## Material for the task
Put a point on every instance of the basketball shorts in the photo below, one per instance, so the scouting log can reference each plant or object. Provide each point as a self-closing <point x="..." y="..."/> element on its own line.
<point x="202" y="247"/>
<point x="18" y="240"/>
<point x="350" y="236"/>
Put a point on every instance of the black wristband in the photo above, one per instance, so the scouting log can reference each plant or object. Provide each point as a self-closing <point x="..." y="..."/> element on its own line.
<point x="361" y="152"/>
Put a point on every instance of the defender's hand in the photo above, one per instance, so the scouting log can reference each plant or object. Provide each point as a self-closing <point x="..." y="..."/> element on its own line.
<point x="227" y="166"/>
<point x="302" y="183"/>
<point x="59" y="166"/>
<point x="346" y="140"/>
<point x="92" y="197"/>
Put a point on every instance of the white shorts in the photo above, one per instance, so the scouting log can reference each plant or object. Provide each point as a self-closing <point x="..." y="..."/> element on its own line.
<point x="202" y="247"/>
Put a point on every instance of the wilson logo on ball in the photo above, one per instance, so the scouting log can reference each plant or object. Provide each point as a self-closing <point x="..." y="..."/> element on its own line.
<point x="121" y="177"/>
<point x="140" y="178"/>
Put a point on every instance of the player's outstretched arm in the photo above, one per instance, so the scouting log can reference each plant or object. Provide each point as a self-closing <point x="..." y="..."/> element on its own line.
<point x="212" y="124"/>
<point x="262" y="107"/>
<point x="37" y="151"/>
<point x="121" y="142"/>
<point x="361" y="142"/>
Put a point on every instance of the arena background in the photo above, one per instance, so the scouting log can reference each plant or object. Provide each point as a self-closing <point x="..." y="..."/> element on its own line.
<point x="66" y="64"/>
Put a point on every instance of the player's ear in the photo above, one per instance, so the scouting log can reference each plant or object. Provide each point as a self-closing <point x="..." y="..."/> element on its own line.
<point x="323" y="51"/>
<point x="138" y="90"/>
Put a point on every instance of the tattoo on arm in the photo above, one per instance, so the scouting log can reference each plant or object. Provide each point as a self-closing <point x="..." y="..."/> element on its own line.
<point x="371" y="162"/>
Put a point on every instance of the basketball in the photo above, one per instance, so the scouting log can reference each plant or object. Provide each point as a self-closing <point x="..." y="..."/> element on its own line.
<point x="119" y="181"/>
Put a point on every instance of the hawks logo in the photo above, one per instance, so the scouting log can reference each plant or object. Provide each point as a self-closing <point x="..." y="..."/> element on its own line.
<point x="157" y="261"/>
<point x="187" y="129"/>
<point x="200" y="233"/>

--

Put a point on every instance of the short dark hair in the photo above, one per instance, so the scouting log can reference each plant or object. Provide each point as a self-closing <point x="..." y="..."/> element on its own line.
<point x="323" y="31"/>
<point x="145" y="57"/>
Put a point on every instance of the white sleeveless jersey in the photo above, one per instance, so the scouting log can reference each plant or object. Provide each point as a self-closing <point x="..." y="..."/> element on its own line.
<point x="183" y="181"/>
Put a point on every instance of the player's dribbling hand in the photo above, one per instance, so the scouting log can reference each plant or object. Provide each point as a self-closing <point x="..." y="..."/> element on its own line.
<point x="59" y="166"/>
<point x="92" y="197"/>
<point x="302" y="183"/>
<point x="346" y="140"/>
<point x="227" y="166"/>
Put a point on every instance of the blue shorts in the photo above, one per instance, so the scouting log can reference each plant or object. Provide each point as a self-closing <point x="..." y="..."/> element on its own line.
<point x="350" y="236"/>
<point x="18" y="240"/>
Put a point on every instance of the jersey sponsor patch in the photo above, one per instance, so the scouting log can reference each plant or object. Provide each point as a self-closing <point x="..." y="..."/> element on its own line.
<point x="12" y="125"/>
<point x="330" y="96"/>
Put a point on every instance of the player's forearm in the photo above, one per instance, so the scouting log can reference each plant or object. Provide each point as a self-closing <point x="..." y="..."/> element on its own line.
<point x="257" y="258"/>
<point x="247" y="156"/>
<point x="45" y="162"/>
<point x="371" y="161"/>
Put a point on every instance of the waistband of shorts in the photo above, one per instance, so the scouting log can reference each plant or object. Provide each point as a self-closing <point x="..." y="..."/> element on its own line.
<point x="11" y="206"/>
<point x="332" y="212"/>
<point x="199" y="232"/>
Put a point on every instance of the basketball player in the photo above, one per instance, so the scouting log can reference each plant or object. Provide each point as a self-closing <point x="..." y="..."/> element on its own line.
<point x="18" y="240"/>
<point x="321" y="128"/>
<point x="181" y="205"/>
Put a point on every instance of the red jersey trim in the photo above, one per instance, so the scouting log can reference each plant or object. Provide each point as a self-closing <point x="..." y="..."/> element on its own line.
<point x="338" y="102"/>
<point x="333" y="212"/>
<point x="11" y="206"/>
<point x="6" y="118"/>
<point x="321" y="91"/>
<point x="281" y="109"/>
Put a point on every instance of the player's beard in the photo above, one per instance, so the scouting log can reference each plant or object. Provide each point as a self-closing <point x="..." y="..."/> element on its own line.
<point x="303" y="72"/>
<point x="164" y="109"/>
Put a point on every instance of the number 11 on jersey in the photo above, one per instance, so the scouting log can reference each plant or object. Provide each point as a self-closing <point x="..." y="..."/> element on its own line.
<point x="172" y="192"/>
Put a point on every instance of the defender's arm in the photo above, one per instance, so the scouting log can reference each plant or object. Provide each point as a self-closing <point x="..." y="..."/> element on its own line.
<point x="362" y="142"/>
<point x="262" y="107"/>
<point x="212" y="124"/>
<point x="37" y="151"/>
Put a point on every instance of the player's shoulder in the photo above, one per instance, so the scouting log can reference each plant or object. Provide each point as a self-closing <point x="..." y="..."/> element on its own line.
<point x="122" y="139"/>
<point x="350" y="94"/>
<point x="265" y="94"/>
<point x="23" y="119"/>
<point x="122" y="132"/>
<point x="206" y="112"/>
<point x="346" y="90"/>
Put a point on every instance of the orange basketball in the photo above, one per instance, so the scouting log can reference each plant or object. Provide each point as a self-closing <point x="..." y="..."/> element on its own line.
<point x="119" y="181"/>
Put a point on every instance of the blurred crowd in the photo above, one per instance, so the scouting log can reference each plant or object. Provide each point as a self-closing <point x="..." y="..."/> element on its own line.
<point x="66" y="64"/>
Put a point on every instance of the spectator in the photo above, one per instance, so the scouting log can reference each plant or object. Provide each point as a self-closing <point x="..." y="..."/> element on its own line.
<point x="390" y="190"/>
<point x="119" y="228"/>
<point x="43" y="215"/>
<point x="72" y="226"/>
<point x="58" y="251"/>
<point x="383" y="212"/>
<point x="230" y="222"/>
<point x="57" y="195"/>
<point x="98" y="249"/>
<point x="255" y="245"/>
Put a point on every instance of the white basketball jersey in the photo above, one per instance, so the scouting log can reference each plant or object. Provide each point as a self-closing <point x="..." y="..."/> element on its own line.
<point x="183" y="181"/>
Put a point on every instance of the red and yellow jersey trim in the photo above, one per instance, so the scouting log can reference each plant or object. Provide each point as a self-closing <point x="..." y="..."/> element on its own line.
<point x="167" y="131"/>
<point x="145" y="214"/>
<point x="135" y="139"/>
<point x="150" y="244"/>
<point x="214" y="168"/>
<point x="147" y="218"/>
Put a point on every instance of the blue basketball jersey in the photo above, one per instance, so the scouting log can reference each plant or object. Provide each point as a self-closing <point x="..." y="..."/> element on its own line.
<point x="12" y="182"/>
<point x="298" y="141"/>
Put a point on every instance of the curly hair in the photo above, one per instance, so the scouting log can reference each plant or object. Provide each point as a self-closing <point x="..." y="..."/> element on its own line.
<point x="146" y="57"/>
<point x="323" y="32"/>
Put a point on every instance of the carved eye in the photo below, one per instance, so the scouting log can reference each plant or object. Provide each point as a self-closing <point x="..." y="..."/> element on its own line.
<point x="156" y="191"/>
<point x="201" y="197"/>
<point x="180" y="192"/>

## What to do
How many lines in the records contain the string "logo"? Case counts, and the reply should be the number alone.

## Task answer
2